__Your objective__
Reproduce exactly the line in which "Every instance of the white pony" occurs and all the lines after it, ending with the last line.

__Data to use__

☆ ☆ ☆

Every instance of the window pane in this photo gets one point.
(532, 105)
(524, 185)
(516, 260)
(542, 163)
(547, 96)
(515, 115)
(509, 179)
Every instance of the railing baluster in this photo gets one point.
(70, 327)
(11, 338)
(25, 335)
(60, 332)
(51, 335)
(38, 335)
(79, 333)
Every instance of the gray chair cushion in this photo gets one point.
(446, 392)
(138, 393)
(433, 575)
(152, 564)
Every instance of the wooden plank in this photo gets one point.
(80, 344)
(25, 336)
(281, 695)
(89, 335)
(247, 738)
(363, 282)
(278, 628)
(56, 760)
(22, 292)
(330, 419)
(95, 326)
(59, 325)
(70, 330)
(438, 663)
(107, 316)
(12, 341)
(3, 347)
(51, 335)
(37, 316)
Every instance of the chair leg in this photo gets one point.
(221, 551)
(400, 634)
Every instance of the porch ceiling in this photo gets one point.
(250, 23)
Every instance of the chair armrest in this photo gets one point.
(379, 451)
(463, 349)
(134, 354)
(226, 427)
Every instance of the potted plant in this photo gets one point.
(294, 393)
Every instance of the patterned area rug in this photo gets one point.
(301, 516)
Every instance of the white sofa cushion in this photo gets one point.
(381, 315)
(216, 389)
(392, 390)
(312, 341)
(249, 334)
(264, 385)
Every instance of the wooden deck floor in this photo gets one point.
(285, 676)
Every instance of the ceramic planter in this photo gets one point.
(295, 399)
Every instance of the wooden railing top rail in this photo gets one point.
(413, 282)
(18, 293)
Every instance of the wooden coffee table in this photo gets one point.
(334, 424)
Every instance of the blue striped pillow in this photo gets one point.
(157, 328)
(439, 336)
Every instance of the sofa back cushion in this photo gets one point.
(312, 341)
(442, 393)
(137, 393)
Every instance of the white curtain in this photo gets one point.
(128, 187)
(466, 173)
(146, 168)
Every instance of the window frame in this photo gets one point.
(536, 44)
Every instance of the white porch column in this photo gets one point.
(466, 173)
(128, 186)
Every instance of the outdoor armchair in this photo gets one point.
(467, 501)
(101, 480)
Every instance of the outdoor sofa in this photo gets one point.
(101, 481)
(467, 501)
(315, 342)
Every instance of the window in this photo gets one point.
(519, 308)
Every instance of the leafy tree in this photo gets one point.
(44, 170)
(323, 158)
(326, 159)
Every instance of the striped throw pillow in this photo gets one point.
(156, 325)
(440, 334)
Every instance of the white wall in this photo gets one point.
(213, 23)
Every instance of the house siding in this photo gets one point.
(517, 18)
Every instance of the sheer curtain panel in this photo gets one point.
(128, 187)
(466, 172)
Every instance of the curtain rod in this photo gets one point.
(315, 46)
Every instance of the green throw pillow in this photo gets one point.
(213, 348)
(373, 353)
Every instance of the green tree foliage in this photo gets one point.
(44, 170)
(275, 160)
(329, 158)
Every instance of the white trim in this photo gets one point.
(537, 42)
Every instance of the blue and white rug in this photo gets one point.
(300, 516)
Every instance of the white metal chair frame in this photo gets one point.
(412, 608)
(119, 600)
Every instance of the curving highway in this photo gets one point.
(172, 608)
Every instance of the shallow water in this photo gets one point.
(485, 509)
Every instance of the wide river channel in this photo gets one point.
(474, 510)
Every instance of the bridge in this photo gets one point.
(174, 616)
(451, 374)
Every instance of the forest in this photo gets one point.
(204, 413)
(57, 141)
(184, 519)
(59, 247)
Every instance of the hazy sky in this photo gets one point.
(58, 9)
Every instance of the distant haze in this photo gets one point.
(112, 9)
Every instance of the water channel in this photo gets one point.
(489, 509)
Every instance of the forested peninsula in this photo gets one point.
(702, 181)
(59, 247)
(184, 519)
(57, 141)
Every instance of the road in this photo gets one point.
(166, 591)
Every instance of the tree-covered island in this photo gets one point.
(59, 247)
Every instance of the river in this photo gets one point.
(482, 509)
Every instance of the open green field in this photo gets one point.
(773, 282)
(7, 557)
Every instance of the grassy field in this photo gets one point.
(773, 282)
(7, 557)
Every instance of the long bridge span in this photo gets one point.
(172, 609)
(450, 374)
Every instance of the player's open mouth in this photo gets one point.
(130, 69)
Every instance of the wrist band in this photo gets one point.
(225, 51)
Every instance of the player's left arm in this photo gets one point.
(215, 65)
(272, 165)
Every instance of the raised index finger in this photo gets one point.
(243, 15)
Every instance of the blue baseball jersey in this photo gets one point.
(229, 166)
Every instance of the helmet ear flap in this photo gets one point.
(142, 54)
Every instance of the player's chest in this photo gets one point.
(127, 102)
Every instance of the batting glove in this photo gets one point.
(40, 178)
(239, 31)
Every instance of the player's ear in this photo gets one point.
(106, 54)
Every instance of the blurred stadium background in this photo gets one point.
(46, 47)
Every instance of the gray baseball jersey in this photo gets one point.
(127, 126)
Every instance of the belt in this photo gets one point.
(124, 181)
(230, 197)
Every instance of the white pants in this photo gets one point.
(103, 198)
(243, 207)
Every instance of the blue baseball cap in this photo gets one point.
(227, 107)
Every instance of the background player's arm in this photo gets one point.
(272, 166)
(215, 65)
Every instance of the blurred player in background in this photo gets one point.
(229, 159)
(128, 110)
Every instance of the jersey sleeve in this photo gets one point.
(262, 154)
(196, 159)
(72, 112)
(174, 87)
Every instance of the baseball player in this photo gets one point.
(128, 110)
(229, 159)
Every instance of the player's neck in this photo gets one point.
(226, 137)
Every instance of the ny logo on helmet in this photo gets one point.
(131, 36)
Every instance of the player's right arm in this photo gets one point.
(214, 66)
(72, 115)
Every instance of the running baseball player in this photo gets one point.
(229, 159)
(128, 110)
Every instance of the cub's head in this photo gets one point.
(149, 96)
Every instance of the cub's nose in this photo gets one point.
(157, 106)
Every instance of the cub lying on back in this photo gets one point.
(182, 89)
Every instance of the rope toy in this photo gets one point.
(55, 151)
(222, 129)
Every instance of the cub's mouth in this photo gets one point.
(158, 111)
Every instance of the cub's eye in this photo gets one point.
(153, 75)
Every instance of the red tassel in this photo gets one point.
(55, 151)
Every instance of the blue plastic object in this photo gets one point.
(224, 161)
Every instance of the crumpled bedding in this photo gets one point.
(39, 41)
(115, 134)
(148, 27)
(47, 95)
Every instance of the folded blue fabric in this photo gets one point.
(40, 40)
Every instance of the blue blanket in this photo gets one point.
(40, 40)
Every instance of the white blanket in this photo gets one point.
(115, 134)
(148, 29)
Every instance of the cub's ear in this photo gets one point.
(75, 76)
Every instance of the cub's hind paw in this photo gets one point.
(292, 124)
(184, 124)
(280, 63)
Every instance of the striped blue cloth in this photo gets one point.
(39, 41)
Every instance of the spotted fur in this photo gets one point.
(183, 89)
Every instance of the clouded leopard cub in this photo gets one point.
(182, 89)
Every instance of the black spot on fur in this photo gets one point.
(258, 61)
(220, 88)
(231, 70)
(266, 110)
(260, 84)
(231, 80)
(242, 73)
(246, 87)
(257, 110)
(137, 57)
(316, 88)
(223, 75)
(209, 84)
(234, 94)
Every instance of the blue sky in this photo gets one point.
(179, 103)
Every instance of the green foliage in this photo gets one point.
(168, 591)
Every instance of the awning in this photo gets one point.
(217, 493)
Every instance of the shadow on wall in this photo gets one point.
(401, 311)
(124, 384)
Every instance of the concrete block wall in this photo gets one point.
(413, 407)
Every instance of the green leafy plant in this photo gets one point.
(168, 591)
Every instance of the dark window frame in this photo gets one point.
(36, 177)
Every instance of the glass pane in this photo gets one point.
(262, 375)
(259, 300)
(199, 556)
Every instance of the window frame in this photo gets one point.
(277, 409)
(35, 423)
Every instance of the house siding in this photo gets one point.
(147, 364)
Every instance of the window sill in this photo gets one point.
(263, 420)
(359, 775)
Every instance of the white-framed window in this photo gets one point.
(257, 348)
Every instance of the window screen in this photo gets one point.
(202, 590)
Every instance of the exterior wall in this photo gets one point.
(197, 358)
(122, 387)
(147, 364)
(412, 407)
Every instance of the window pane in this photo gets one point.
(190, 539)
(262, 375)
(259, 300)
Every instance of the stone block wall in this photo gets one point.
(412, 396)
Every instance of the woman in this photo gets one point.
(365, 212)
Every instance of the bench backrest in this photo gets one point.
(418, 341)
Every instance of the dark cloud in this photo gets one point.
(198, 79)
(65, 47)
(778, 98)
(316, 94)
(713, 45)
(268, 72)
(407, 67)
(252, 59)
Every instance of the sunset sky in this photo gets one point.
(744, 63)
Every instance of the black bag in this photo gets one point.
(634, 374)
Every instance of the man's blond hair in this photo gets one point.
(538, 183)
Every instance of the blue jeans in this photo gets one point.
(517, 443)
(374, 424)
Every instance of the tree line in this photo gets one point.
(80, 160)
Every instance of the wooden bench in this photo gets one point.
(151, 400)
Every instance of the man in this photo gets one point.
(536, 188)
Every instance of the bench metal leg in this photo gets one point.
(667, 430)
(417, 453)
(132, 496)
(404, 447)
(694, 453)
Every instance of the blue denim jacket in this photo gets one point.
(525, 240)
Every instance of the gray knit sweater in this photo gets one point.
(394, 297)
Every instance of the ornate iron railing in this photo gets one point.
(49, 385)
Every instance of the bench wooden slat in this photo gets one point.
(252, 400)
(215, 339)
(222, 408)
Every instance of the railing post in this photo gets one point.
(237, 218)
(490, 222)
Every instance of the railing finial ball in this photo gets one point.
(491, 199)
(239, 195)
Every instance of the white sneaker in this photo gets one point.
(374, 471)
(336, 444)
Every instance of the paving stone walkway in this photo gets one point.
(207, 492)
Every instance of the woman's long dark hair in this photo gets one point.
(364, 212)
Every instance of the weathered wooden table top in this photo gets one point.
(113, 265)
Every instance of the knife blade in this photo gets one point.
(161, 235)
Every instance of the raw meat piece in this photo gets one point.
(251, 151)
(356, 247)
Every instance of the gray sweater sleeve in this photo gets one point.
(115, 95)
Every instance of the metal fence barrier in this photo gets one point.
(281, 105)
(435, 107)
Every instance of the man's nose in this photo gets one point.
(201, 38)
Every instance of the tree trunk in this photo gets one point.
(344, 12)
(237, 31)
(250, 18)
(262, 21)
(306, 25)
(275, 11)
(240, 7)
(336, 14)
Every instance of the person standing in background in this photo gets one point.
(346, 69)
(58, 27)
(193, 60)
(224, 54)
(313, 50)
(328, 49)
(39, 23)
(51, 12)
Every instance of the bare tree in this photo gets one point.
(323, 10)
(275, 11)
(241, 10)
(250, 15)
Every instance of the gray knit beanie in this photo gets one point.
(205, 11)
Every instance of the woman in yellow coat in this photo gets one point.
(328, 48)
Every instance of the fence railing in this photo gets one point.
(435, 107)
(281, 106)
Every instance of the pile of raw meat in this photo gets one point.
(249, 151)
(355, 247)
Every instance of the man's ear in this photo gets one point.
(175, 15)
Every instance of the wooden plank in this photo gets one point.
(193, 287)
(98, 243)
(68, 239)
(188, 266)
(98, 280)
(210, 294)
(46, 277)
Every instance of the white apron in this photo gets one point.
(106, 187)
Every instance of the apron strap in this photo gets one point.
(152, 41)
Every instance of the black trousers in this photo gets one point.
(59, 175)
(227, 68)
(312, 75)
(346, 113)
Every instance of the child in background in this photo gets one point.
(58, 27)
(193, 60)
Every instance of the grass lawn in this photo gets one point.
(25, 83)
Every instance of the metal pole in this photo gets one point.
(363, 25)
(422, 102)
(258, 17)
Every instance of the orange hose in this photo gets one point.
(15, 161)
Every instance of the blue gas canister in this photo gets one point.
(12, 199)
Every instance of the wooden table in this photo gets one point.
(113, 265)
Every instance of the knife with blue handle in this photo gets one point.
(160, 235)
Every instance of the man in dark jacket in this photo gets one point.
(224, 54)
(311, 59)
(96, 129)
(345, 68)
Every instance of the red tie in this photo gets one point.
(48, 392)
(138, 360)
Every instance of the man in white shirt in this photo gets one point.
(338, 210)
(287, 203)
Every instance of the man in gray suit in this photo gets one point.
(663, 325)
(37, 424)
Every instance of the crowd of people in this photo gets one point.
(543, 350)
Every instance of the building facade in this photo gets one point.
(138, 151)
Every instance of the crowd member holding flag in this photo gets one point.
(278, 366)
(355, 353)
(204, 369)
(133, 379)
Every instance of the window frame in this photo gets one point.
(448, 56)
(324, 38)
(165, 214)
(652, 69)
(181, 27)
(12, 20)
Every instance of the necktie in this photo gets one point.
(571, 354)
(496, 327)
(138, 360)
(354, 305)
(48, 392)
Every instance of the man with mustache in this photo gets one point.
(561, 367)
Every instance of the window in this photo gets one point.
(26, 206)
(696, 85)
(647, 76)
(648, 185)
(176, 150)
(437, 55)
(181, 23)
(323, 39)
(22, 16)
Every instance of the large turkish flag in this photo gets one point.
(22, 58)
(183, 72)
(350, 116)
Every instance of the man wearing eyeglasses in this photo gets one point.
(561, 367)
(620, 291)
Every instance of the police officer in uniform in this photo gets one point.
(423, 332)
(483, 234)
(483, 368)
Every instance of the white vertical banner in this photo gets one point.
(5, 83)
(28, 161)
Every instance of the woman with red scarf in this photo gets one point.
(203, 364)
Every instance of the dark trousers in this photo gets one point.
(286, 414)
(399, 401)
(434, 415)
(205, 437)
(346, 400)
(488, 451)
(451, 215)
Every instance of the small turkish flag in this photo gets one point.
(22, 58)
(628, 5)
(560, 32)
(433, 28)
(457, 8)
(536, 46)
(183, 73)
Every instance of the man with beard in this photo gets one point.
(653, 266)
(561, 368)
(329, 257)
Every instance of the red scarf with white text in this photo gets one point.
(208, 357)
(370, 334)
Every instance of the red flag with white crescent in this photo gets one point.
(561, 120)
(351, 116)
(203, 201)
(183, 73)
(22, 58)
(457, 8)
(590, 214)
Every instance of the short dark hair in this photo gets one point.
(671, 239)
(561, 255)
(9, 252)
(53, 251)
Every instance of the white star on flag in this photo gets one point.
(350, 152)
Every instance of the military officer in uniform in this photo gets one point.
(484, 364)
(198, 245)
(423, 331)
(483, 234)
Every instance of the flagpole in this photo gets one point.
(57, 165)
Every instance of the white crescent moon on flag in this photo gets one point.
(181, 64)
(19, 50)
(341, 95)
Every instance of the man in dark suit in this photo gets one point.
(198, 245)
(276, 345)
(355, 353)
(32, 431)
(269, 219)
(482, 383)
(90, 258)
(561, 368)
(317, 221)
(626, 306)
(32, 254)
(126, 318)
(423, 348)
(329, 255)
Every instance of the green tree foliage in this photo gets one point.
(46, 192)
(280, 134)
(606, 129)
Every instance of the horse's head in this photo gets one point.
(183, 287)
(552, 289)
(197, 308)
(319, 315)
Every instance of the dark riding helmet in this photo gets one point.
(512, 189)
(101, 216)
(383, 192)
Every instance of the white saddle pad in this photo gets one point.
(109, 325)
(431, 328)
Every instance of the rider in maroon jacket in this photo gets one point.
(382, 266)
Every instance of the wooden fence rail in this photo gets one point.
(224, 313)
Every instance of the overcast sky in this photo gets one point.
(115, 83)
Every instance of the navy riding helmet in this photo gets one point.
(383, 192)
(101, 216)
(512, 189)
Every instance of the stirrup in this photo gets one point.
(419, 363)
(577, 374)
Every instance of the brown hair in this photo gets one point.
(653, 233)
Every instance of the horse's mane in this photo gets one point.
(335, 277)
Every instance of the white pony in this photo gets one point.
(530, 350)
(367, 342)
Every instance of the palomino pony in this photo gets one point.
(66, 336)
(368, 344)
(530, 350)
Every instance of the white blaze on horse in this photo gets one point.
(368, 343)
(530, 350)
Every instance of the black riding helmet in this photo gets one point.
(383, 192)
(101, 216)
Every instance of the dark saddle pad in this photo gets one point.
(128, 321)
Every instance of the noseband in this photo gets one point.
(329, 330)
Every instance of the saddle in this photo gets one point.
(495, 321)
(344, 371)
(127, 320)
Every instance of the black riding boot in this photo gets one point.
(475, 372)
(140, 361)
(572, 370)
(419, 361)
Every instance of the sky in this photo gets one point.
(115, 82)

☆ ☆ ☆

__Written solution__
Every instance of the white pony in this photo gets one point.
(530, 350)
(367, 342)
Every instance of the palomino pony in this photo gets one point.
(66, 336)
(368, 344)
(530, 350)
Every instance of the white blaze on horse in this photo gets one point.
(368, 343)
(530, 350)
Every instance of the black riding helmet in this photo gets one point.
(383, 192)
(101, 216)
Every instance of the dark saddle pad in this photo gets one point.
(128, 321)
Every instance of the noseband in this photo gets one point.
(329, 330)
Every instance of the saddle in this photo gets one point.
(495, 321)
(344, 371)
(127, 320)
Every instance of the black riding boot in this photo gets one point.
(475, 372)
(140, 361)
(572, 370)
(419, 361)
Every instance of the sky in this photo gets one point.
(115, 82)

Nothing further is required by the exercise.